Here is an example, taken from a computational fluid dynamic (CFD) application. The data structure is a two-dimension triangular mesh, made up of nodes (numbered in blue), edges (numbered in black) and faces (numbered in red). The mesh data is stored in two arrays. The edge_list array stores a pair of nodes for each each edge: the nodes numbers for the i-th edge are stored at edge_list(i) and edge_list(i + n_edge), where n_edge is the number of edges. The face_list array stores a triple of nodes for each face: the nodes for the i-th face are stored at face_list(i), face_list(i + n_face), and face_list(i + 2*n_face), as shown below. For example, face 1 has corners at nodes 1, 2 and 3. face 2 at nodes 2, 3 and 4, and so on.

The original sequential program has two data arrays, x and y, which store data associated with each node. In other words x(i) and y(i) are data about the fluid flow at node i. The algorithm has two loops. Loop L1 below loops over all edges, and for each edge updates the data at both nodes determining that edge. Loop L2 loops over all faces, and for each face updates the data at the three nodes determining the face. The functions foo1, foo2, etc, are simple scalar functions of their scalar arguments, whose details do not concern us.

--

§ Exercise requirements
A) Reproduce everything in the CFD mesh text from "Here is an example, taken" down to "4, and so on." without any changes.
B) According to the CFD mesh text, at which nodes does face 2 have its corners?

§ Provided material

--

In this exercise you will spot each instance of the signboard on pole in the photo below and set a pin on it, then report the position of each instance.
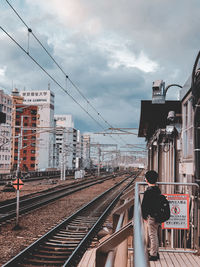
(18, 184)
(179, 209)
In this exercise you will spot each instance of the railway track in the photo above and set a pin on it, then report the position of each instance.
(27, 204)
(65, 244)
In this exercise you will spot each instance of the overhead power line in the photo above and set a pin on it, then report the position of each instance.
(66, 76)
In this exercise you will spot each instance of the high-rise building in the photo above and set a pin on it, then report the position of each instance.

--

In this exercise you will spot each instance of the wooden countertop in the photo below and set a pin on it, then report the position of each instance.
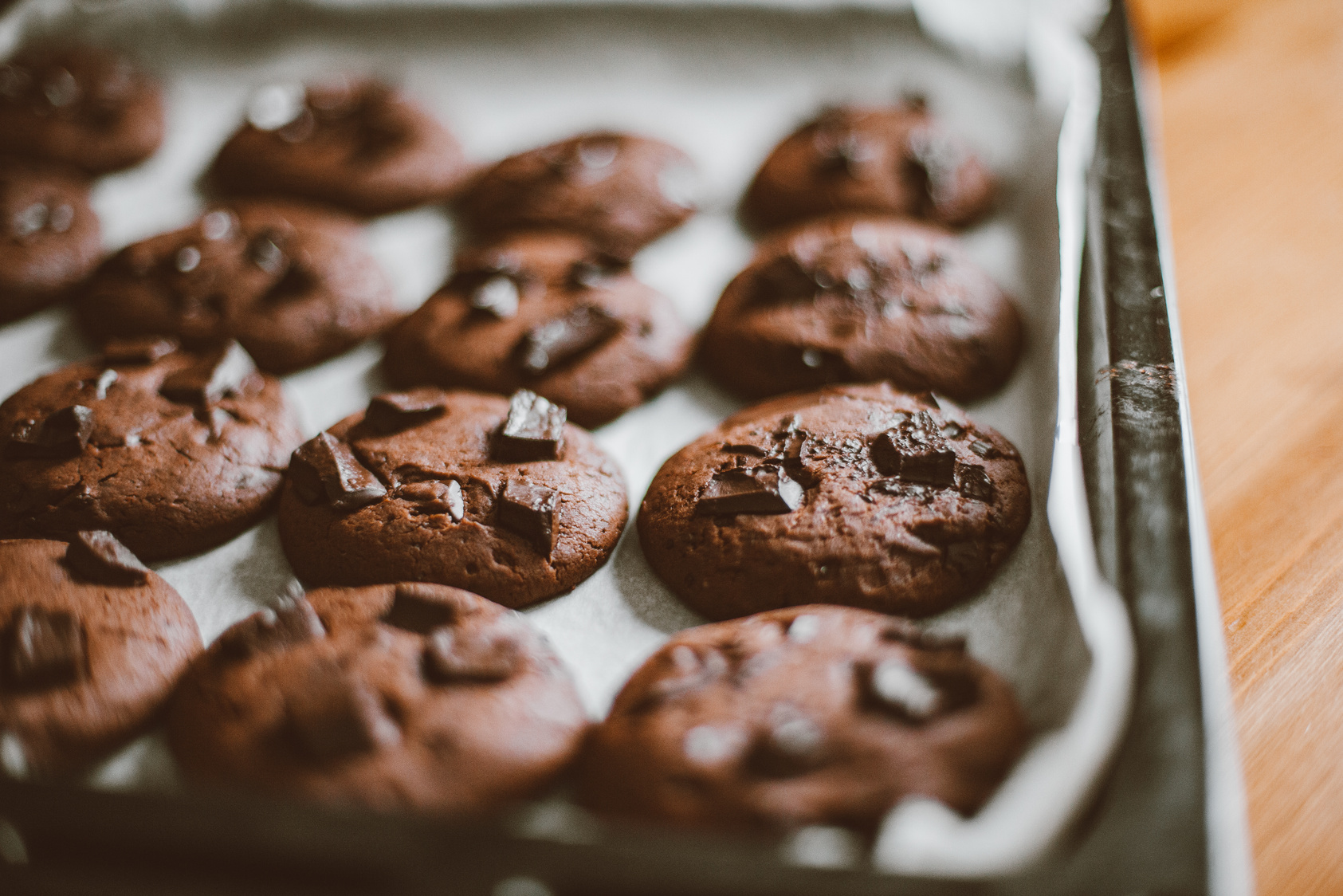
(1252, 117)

--

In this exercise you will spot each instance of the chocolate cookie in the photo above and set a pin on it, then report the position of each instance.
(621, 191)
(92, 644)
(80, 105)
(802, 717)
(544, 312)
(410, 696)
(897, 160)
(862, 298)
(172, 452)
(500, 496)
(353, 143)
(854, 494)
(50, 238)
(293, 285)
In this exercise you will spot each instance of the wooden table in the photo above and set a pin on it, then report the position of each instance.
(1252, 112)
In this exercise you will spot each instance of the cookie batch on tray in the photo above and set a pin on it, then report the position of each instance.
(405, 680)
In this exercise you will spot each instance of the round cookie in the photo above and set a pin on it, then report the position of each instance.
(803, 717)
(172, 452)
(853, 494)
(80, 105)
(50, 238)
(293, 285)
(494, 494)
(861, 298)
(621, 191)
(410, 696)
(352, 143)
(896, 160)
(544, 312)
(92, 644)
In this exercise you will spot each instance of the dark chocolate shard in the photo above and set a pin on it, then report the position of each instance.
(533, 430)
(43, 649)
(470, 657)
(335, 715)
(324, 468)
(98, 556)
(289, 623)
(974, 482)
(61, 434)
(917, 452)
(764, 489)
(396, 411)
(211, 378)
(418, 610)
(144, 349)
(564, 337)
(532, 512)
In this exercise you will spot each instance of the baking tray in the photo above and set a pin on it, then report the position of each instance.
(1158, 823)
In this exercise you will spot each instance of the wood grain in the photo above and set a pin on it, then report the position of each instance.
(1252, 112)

--

§ Exercise results
A)
Here is an example, taken from a computational fluid dynamic (CFD) application. The data structure is a two-dimension triangular mesh, made up of nodes (numbered in blue), edges (numbered in black) and faces (numbered in red). The mesh data is stored in two arrays. The edge_list array stores a pair of nodes for each each edge: the nodes numbers for the i-th edge are stored at edge_list(i) and edge_list(i + n_edge), where n_edge is the number of edges. The face_list array stores a triple of nodes for each face: the nodes for the i-th face are stored at face_list(i), face_list(i + n_face), and face_list(i + 2*n_face), as shown below. For example, face 1 has corners at nodes 1, 2 and 3. face 2 at nodes 2, 3 and 4, and so on.

B) Nodes 2, 3 and 4.